- DIRECTION:
Copy the lines below word for word, but leave the pictures out of your copy.

-*-

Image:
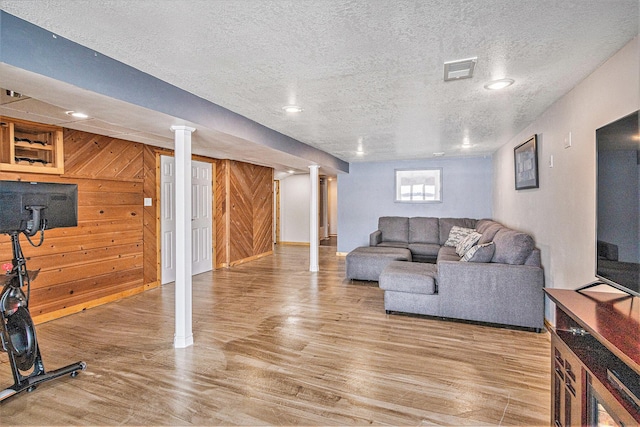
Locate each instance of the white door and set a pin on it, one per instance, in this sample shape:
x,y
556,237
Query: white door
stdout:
x,y
201,222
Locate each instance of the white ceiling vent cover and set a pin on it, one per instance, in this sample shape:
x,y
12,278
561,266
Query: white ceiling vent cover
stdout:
x,y
461,69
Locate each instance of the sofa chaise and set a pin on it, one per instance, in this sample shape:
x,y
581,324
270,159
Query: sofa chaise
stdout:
x,y
501,282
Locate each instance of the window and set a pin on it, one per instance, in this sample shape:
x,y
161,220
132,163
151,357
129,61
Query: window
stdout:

-*-

- ANSWER:
Image:
Locate each instance of the white door and set a pin on it, one per instance, in this sample shape:
x,y
556,237
Query: white door
stdout:
x,y
201,222
Locate each instance of the white ceiling vent cover and set a pin on it, one per instance, in this sample shape:
x,y
12,278
561,266
Query: white ceiling vent cover
stdout:
x,y
461,69
Locate each instance of the sofa chaise and set a pin on it, one per instance, in this sample shape:
x,y
581,324
270,159
Query: sofa chaise
stdout:
x,y
501,282
Locate each instance of the window and set a pin on it, one per instance, in this sample shape:
x,y
161,220
132,163
151,357
129,61
Query: window
stdout:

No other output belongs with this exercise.